**Records supplied:**
--- start ---
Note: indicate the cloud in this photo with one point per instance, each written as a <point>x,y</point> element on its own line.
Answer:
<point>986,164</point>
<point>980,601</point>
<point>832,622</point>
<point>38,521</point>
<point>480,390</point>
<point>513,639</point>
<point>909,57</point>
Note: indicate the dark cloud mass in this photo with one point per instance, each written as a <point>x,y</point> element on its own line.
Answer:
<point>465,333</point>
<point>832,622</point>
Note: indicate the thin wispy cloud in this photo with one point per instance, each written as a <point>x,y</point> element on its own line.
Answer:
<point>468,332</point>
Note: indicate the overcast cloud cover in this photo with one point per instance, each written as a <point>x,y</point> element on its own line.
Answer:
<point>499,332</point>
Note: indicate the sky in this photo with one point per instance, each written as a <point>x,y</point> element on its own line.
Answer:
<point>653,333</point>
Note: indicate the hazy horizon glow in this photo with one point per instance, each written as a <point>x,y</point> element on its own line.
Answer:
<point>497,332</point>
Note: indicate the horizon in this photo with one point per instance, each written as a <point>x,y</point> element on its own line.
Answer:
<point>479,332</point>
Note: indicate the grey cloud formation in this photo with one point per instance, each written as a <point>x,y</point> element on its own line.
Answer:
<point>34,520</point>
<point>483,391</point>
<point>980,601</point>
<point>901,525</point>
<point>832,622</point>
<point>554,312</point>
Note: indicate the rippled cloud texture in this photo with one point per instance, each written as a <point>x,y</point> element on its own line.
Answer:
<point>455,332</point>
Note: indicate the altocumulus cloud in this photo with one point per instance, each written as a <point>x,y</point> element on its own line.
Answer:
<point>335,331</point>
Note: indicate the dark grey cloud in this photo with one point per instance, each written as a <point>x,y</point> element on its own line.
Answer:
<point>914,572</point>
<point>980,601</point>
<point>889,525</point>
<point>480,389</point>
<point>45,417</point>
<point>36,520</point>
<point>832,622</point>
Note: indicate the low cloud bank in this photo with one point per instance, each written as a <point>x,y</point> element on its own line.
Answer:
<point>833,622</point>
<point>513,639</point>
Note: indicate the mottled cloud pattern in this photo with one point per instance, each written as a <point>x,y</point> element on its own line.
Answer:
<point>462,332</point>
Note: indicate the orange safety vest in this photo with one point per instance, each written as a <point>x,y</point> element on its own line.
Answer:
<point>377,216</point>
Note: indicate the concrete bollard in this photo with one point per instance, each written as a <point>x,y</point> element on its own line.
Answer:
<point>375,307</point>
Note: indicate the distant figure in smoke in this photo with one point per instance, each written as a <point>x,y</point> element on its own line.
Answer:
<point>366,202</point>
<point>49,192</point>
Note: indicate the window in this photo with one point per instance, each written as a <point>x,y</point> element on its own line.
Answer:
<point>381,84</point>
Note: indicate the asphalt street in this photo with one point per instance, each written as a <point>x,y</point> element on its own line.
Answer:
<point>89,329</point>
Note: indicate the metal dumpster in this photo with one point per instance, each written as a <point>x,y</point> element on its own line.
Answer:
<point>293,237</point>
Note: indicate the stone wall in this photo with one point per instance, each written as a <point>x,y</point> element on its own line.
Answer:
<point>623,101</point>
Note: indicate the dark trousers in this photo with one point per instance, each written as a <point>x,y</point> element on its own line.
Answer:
--- end ---
**Work to do:**
Render the material from the line with "Note: indicate the grey" to the line with "<point>554,312</point>" as a two-column CSV with columns input and output. Give one row per Note line, with the note text under input and its answer under output, each field quoted and its line breaks replaced by spaces.

**Result of this exercise:**
input,output
"Note: indicate the grey cloud formation in this photo with one point per instance, each written as a <point>x,y</point> element on its own line. Answer:","<point>34,520</point> <point>483,391</point> <point>980,601</point> <point>901,525</point> <point>832,622</point> <point>554,312</point>"